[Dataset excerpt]
::::

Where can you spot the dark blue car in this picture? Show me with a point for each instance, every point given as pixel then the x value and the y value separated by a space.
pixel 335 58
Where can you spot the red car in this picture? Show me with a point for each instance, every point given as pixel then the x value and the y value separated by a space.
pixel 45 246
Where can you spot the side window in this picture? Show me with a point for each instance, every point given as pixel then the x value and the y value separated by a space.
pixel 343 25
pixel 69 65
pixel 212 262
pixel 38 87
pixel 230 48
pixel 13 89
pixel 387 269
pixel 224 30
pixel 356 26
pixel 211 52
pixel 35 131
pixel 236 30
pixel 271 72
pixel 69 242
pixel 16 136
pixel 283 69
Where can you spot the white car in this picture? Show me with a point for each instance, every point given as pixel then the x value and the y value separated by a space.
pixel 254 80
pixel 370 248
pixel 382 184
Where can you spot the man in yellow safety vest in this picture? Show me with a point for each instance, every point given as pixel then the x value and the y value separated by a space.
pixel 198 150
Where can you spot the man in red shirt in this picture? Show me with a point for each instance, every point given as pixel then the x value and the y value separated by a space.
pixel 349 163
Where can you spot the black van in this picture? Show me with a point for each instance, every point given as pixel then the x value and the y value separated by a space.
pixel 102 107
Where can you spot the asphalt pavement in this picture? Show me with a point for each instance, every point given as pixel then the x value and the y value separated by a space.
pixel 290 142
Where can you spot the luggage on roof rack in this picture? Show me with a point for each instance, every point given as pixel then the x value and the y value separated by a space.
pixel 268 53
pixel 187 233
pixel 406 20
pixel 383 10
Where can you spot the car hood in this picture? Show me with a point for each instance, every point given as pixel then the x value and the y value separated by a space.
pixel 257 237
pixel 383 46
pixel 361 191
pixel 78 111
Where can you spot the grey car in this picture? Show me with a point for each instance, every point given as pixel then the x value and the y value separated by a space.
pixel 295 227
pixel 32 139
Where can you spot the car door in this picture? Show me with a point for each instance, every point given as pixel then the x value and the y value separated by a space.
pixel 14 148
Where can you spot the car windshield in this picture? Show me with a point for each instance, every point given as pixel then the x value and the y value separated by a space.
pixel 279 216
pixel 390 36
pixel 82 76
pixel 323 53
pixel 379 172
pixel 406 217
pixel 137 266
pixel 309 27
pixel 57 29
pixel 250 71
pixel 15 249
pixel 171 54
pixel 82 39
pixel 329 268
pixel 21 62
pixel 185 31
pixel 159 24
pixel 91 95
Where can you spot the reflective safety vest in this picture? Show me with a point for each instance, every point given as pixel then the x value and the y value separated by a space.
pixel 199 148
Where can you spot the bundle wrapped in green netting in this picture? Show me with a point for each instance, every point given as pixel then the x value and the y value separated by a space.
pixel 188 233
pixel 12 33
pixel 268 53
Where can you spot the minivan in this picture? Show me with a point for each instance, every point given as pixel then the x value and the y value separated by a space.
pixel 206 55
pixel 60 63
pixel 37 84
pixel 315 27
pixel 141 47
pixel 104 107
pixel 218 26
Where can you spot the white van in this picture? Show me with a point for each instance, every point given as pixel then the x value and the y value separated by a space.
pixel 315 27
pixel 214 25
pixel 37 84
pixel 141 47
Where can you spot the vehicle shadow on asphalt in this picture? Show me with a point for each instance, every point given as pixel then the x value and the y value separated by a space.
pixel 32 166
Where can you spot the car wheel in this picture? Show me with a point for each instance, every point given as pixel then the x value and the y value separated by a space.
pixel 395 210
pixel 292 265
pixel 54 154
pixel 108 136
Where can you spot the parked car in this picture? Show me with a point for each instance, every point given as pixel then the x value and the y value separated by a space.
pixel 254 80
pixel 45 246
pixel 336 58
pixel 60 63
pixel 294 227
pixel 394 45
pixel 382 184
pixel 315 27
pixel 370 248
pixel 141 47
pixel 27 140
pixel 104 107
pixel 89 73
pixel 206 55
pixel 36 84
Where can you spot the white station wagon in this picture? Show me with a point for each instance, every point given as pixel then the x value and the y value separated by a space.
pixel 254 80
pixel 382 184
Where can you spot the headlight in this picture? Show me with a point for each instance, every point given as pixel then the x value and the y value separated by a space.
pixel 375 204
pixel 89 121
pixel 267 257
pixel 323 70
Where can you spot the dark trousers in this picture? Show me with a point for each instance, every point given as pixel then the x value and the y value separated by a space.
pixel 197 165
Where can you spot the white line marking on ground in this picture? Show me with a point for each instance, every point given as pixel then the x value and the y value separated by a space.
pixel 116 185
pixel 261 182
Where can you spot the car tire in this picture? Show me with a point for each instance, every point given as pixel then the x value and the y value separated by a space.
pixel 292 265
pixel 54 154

::::

● Written instruction
Rewrite the material above as a two-column CSV with the headers "prompt" and "points", giving one row per request. Put each request's text and its full answer in separate quoted fields, replacing any line breaks with spaces.

● Exercise result
prompt,points
"Where can you spot the dark blue car in this picture? Show me with a point for each instance, every point given as pixel then the x value and the y value separated by a space.","pixel 335 58"
"Where can you spot the red car in this picture? Show me with a point for each instance, every point given as pixel then the x value and the y value separated by a space.","pixel 45 246"
"Where can you spot the side window in this picture? Show me with a point for each instance, every point given as pixel then the x value and the y value separated by a space.","pixel 343 25 pixel 69 65 pixel 212 262 pixel 38 87 pixel 230 48 pixel 13 89 pixel 387 269 pixel 224 30 pixel 356 26 pixel 211 52 pixel 35 131 pixel 236 30 pixel 271 72 pixel 69 242 pixel 16 136 pixel 283 69"
"Where can you spot the white car in this picture? Show me with a point for each instance, every point given as pixel then the x value and the y value separated by a space.","pixel 254 80 pixel 370 248 pixel 382 184"
"Where can you spot the man in yellow safety vest in this picture? Show me with a point for each instance, every point given as pixel then the x value and the y value separated by a space.","pixel 198 150"
"Where can you spot the man in red shirt in this picture? Show me with a point for each instance, every point given as pixel then the x value and the y value separated by a space.","pixel 349 163"
"Where can you spot the black van in this picture? Show me with a point for each instance, every point given as pixel then the x value and the y value separated by a space.","pixel 102 107"
"Where can you spot the asphalt pavement in this picture? Show me with a point for each instance, every point given as pixel then the x value and the y value separated by a space.","pixel 290 142"
"Where can you spot the luggage on roof rack in this picture? Show me with a point for each instance, every point given as pixel then the x value and the y value separated by a space.","pixel 268 53 pixel 187 233 pixel 406 20 pixel 383 10"
"Where can you spot the car hood in this picture? Show me with a point for each instance, every point given as pixel then the x value and the y value separated by a space.","pixel 257 237 pixel 383 46 pixel 361 191 pixel 78 111"
"Where can you spot the grey car in this picture? Show me with a point for each instance, every point given as pixel then the x value and the y value separated by a space.","pixel 295 227 pixel 32 139"
"Where can you spot the car door in this picture? Show me with a point for each instance, every point given as pixel then the x value and the y value separated by a space.","pixel 14 148"
"Where can you spot the car windshield in this picture? Show me with a point for each instance, every point given as pixel then the x value and the y value separated by a space.","pixel 279 216 pixel 390 36 pixel 82 76 pixel 323 53 pixel 379 172 pixel 406 217 pixel 137 266 pixel 309 27 pixel 57 29 pixel 250 71 pixel 15 249 pixel 171 54 pixel 82 39 pixel 329 268 pixel 21 62 pixel 185 31 pixel 159 24 pixel 91 95"
"Where can you spot the reflective safety vest in this picture? Show me with a point for each instance, every point given as pixel then the x value and the y value separated by a space.","pixel 199 148"
"Where can you spot the bundle wrapped in green netting in this picture? Show me with a point for each instance, every point given as pixel then the x value and the y value separated by a space.","pixel 188 233 pixel 12 33 pixel 268 53"
"Where can you spot the minivan in this picture? Show me with a point for each instance, every point given as pixel then the x value and the y value separated by a space.","pixel 206 55 pixel 60 63 pixel 37 84 pixel 315 27 pixel 141 47 pixel 104 107 pixel 218 26"
"Where can you spot the white van in this picture? Show me with a point for each instance, every point given as pixel then the x value and the y value separated by a space.","pixel 315 27 pixel 214 25 pixel 37 84 pixel 141 47"
"Where can you spot the vehicle shadow on asphalt in this picture? Show me with a point for each instance, every point given as pixel then the x value and the y value separated by a space.","pixel 32 166"
"Where can you spot the car wheel in this picture? Show me with a point for each instance, every point given as pixel then the x value and the y value separated by a space.","pixel 395 210 pixel 292 265 pixel 54 154 pixel 108 136"
"Where can you spot the parked car in this picture? Show me with a point for each instance, every point given as pixel then the x value and the y value separated by a space.","pixel 254 80 pixel 45 246 pixel 336 58 pixel 60 63 pixel 294 227 pixel 394 45 pixel 382 184 pixel 315 27 pixel 370 248 pixel 141 47 pixel 27 140 pixel 104 107 pixel 89 73 pixel 206 55 pixel 36 84"
"Where can you spot the white station wagon in this picture? Show me with a point for each instance, every point given as pixel then the x value and the y value separated by a space.","pixel 254 80 pixel 382 184"
"Where can you spot the headlight in this picture? Show me with a point for each instance, every point given as pixel then the x value and the y value separated by a space.","pixel 375 204 pixel 89 121 pixel 267 257 pixel 323 70"
"Where can you spot the dark trousers in this picture? Show me with a point for each instance, every point given as pixel then the x value and the y value separated by a space.","pixel 197 165"
"Where can you spot the white line marking on ground in this picture? Show me with a point for each instance, every point given as pixel then the x value and the y value separated by a space.","pixel 116 185 pixel 261 182"
"Where can you spot the car tire in this picture? Show me with a point for each instance, every point given as pixel then the x value and the y value separated by a space.","pixel 292 265 pixel 54 154"